Task to complete - Your task is to return the line containing "point: blue tractor" plus every line after it, exactly and with nothing added.

Image point annotation entries
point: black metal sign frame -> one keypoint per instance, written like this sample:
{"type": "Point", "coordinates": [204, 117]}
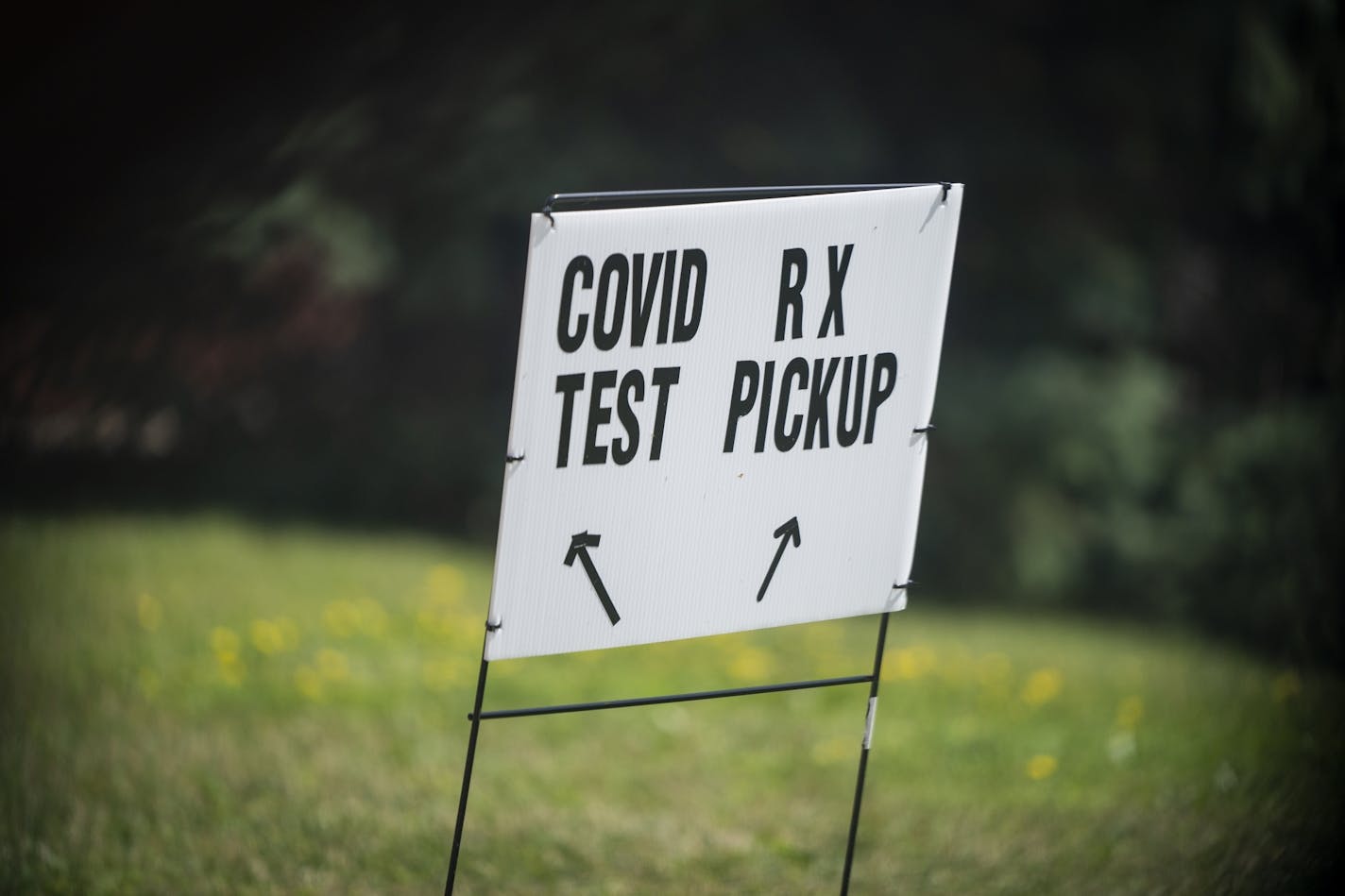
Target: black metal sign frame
{"type": "Point", "coordinates": [632, 198]}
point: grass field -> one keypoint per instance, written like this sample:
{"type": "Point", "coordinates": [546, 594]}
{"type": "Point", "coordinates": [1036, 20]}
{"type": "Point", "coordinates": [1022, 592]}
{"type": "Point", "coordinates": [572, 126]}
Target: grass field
{"type": "Point", "coordinates": [206, 705]}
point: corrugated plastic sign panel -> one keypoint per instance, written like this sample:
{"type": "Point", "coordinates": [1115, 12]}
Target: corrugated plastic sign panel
{"type": "Point", "coordinates": [716, 408]}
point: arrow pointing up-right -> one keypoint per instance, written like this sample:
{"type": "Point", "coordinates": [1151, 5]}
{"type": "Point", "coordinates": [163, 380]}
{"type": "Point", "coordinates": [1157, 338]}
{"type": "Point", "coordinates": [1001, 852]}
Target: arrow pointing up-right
{"type": "Point", "coordinates": [786, 533]}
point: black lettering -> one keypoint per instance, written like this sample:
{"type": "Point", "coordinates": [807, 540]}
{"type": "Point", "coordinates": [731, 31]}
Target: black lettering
{"type": "Point", "coordinates": [663, 380]}
{"type": "Point", "coordinates": [623, 449]}
{"type": "Point", "coordinates": [818, 402]}
{"type": "Point", "coordinates": [604, 338]}
{"type": "Point", "coordinates": [764, 414]}
{"type": "Point", "coordinates": [740, 402]}
{"type": "Point", "coordinates": [666, 306]}
{"type": "Point", "coordinates": [847, 433]}
{"type": "Point", "coordinates": [836, 275]}
{"type": "Point", "coordinates": [796, 369]}
{"type": "Point", "coordinates": [878, 393]}
{"type": "Point", "coordinates": [792, 294]}
{"type": "Point", "coordinates": [599, 416]}
{"type": "Point", "coordinates": [567, 385]}
{"type": "Point", "coordinates": [643, 309]}
{"type": "Point", "coordinates": [689, 319]}
{"type": "Point", "coordinates": [583, 266]}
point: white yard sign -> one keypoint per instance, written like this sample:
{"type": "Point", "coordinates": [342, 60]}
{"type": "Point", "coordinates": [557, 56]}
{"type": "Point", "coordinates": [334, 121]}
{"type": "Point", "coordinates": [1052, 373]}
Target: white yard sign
{"type": "Point", "coordinates": [716, 411]}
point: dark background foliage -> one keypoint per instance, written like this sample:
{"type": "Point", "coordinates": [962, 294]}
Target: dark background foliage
{"type": "Point", "coordinates": [273, 260]}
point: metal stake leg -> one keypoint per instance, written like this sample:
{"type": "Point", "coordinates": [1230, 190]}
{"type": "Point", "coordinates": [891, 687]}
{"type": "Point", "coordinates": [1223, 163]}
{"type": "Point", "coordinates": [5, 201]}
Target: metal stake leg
{"type": "Point", "coordinates": [863, 753]}
{"type": "Point", "coordinates": [467, 776]}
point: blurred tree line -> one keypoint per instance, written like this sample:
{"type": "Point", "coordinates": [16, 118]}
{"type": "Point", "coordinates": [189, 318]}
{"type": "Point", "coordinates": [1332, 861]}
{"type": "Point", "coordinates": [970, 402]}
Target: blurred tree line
{"type": "Point", "coordinates": [273, 260]}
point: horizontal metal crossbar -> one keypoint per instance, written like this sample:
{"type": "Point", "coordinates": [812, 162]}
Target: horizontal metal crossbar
{"type": "Point", "coordinates": [670, 699]}
{"type": "Point", "coordinates": [616, 198]}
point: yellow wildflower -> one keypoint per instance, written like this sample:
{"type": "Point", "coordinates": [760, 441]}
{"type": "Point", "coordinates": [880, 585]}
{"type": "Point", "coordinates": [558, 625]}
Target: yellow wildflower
{"type": "Point", "coordinates": [1041, 766]}
{"type": "Point", "coordinates": [1043, 686]}
{"type": "Point", "coordinates": [1129, 713]}
{"type": "Point", "coordinates": [149, 613]}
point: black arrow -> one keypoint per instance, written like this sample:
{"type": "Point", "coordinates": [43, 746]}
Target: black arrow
{"type": "Point", "coordinates": [579, 548]}
{"type": "Point", "coordinates": [784, 533]}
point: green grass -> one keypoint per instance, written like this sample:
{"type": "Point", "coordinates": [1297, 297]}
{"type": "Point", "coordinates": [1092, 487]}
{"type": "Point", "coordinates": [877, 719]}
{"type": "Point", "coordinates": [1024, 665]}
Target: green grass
{"type": "Point", "coordinates": [205, 705]}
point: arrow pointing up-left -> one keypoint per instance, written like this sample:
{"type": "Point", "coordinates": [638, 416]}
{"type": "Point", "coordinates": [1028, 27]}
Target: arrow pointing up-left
{"type": "Point", "coordinates": [580, 544]}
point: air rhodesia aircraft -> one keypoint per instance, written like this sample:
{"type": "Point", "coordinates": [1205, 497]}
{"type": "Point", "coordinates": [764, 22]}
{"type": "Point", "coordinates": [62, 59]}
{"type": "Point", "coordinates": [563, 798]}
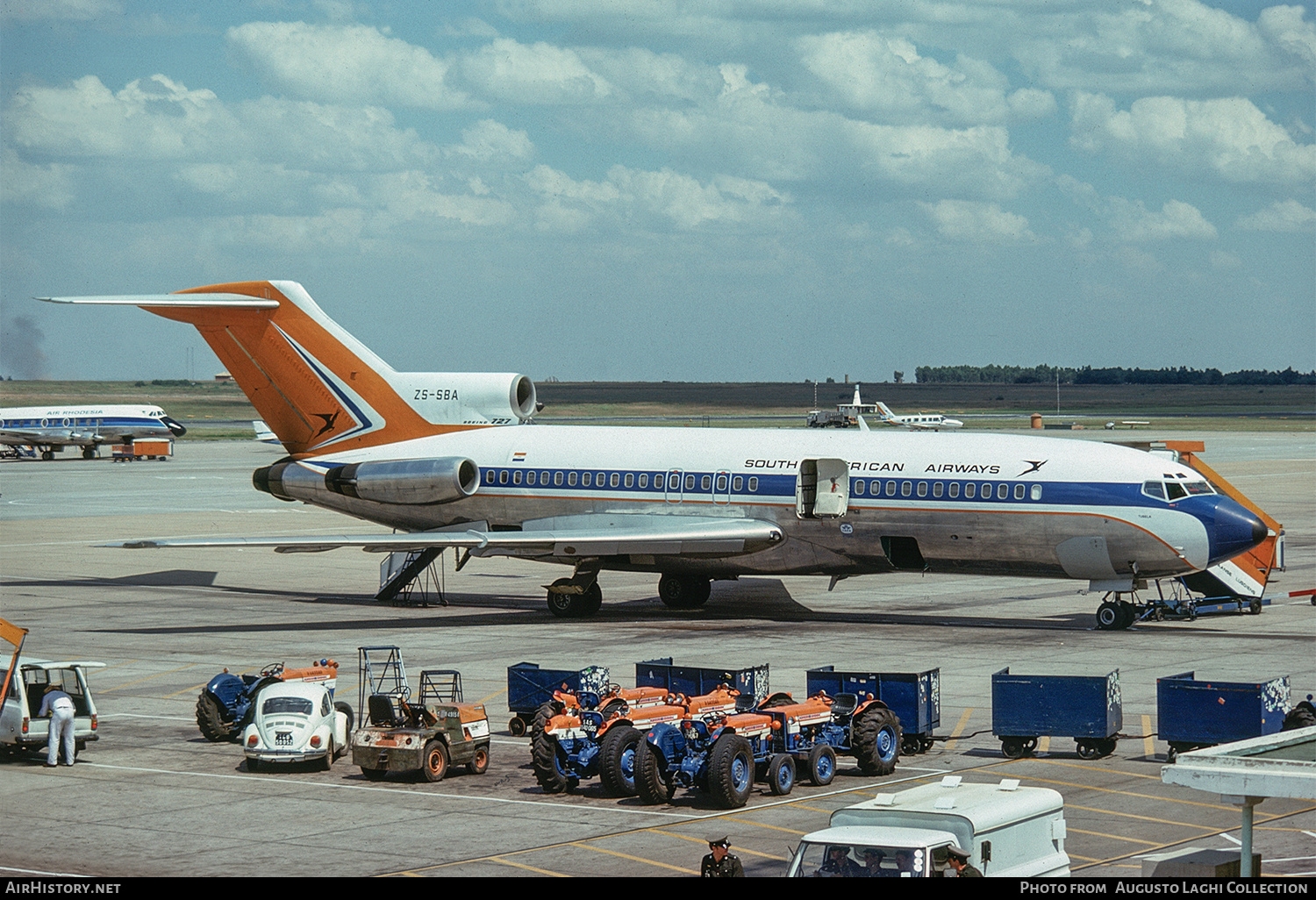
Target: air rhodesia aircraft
{"type": "Point", "coordinates": [424, 454]}
{"type": "Point", "coordinates": [54, 428]}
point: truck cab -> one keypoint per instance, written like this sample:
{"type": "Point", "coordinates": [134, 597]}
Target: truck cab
{"type": "Point", "coordinates": [21, 728]}
{"type": "Point", "coordinates": [1008, 832]}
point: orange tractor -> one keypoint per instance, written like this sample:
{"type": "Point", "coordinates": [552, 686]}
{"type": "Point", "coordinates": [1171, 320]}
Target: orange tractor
{"type": "Point", "coordinates": [587, 734]}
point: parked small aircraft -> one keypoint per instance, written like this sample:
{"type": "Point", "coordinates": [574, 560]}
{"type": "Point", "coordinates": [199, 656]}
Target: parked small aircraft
{"type": "Point", "coordinates": [50, 429]}
{"type": "Point", "coordinates": [423, 453]}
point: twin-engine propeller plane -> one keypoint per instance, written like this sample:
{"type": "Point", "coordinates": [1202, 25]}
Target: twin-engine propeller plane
{"type": "Point", "coordinates": [424, 454]}
{"type": "Point", "coordinates": [50, 429]}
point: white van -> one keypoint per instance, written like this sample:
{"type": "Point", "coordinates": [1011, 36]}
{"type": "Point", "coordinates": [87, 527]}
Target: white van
{"type": "Point", "coordinates": [1008, 832]}
{"type": "Point", "coordinates": [20, 728]}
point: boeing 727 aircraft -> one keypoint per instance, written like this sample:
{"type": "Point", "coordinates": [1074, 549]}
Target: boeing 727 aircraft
{"type": "Point", "coordinates": [50, 429]}
{"type": "Point", "coordinates": [421, 453]}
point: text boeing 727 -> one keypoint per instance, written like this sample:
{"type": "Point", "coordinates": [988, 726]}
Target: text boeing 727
{"type": "Point", "coordinates": [416, 452]}
{"type": "Point", "coordinates": [50, 429]}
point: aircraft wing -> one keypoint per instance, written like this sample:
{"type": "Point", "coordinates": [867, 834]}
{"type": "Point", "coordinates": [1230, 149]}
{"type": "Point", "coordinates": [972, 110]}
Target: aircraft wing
{"type": "Point", "coordinates": [570, 536]}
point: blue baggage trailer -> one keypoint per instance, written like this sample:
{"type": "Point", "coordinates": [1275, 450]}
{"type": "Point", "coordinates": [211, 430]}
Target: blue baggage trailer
{"type": "Point", "coordinates": [529, 687]}
{"type": "Point", "coordinates": [695, 681]}
{"type": "Point", "coordinates": [915, 697]}
{"type": "Point", "coordinates": [1192, 713]}
{"type": "Point", "coordinates": [1084, 707]}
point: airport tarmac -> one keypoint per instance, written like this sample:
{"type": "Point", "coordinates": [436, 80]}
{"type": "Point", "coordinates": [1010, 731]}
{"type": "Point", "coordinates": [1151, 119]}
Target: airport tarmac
{"type": "Point", "coordinates": [153, 797]}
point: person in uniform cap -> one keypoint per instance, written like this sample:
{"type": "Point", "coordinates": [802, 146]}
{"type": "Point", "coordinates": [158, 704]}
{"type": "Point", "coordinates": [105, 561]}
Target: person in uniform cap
{"type": "Point", "coordinates": [958, 861]}
{"type": "Point", "coordinates": [719, 862]}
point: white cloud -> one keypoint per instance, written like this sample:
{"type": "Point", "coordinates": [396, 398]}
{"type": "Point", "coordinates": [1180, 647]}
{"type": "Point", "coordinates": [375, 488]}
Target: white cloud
{"type": "Point", "coordinates": [962, 220]}
{"type": "Point", "coordinates": [531, 74]}
{"type": "Point", "coordinates": [49, 186]}
{"type": "Point", "coordinates": [1229, 137]}
{"type": "Point", "coordinates": [886, 78]}
{"type": "Point", "coordinates": [1284, 216]}
{"type": "Point", "coordinates": [1132, 221]}
{"type": "Point", "coordinates": [347, 63]}
{"type": "Point", "coordinates": [489, 141]}
{"type": "Point", "coordinates": [661, 195]}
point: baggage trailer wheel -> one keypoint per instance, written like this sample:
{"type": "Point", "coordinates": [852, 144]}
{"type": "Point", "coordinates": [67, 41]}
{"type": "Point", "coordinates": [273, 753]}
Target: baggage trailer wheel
{"type": "Point", "coordinates": [821, 765]}
{"type": "Point", "coordinates": [781, 774]}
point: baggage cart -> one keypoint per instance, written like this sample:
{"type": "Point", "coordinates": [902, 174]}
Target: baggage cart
{"type": "Point", "coordinates": [695, 681]}
{"type": "Point", "coordinates": [1084, 707]}
{"type": "Point", "coordinates": [915, 697]}
{"type": "Point", "coordinates": [529, 687]}
{"type": "Point", "coordinates": [1192, 713]}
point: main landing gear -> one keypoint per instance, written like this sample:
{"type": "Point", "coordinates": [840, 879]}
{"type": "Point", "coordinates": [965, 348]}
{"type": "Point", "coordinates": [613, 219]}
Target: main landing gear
{"type": "Point", "coordinates": [683, 591]}
{"type": "Point", "coordinates": [579, 596]}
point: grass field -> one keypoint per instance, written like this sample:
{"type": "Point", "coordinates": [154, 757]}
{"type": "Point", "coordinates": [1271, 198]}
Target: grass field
{"type": "Point", "coordinates": [213, 411]}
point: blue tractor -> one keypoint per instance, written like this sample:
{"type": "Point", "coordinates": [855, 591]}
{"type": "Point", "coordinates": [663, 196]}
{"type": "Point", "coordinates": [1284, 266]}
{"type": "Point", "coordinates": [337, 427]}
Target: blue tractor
{"type": "Point", "coordinates": [224, 705]}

Exercise result -
point: blue tractor -> one keypoint per instance, written like this sample:
{"type": "Point", "coordinates": [855, 591]}
{"type": "Point", "coordinates": [663, 196]}
{"type": "Point", "coordinates": [1284, 266]}
{"type": "Point", "coordinates": [337, 427]}
Target: blue tractor
{"type": "Point", "coordinates": [224, 705]}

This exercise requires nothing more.